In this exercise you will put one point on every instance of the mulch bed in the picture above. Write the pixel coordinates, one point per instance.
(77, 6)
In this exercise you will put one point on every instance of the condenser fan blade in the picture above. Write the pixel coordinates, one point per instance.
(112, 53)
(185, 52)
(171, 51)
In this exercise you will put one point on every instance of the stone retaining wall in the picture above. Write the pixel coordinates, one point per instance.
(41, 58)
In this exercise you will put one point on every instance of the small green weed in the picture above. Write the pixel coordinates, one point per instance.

...

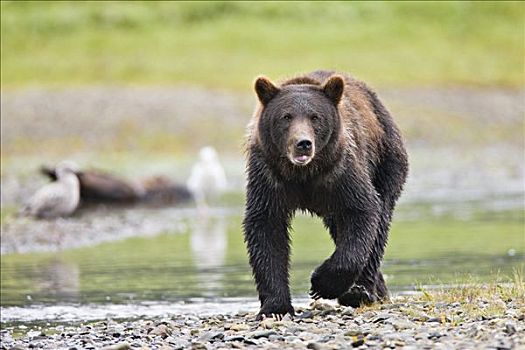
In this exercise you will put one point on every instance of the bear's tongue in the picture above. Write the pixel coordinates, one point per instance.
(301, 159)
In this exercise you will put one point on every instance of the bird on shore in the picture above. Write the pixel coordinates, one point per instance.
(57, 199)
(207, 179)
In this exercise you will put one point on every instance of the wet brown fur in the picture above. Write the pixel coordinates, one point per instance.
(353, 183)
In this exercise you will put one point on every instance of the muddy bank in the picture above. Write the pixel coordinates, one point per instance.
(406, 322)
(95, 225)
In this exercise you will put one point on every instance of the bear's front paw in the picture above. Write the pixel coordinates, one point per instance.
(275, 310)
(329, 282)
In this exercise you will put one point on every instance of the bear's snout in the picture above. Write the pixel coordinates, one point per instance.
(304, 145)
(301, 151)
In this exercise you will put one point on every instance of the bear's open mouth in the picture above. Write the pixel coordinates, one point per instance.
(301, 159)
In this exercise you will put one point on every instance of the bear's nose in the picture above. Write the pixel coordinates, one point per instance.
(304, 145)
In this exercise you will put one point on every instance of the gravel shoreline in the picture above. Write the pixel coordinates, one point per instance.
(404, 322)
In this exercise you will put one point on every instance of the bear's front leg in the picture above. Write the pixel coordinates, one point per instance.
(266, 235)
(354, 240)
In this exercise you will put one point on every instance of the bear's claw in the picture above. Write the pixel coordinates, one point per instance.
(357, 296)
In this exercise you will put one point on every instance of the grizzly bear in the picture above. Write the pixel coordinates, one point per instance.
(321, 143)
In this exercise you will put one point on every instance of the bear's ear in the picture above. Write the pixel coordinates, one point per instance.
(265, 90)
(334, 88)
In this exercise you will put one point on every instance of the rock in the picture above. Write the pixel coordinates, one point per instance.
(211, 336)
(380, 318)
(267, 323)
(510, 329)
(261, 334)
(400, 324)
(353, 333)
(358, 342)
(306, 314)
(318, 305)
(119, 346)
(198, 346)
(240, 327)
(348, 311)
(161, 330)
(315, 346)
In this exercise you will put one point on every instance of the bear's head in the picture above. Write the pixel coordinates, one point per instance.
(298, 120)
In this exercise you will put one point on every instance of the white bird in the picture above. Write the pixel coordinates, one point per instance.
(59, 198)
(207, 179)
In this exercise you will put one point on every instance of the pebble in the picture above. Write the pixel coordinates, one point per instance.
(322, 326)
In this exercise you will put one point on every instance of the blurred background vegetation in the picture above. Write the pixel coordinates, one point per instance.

==

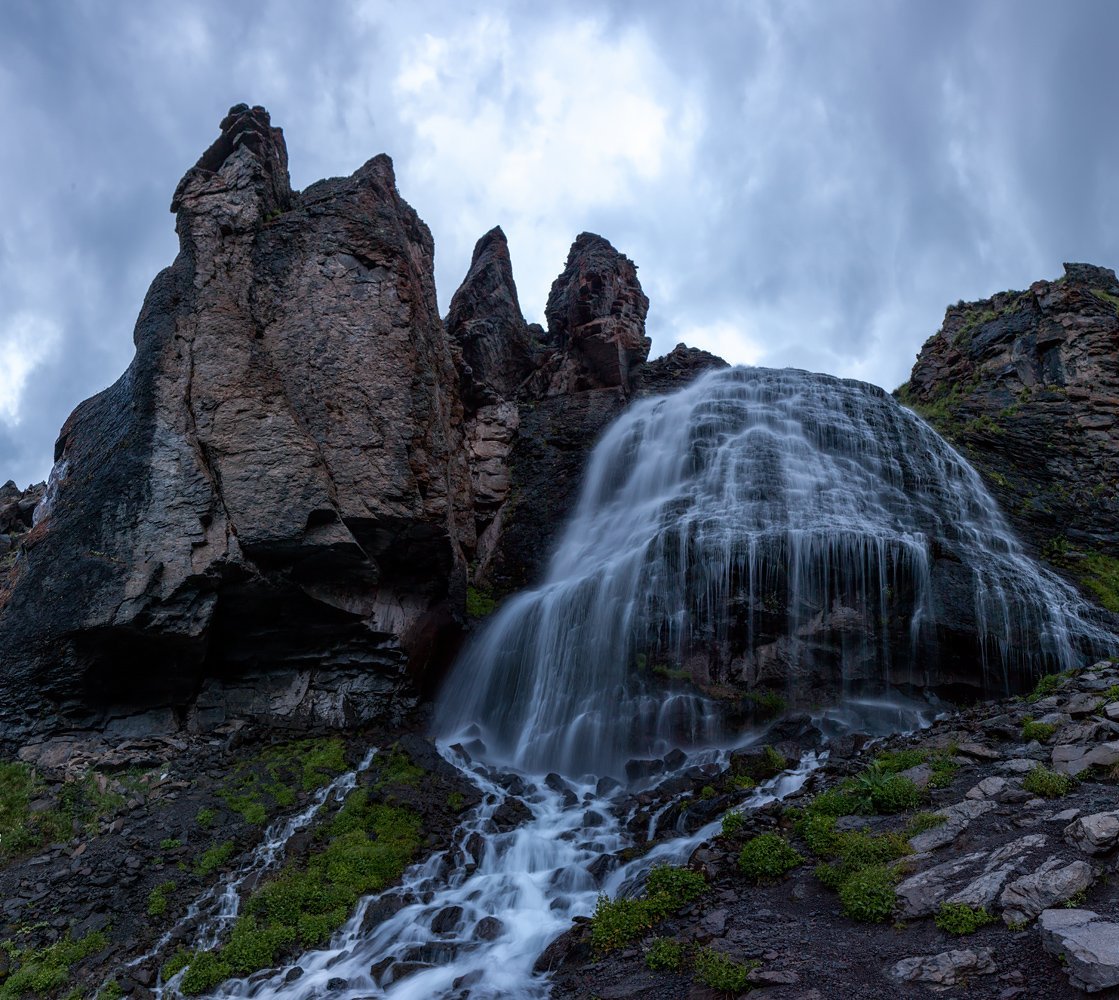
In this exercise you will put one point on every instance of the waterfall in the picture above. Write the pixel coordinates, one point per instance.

■ Problem to work on
Locate each line of the entries above that contains the word "bird", and copy those lines in full.

■ Solution to this problem
In this exercise you will put one point on every instance of the bird on shore in the picture above. Write the pixel coordinates, one point per instance.
In this exercise you will put one point on every instance of the white bird in the picture above. Write the pixel coordinates, one point per instance.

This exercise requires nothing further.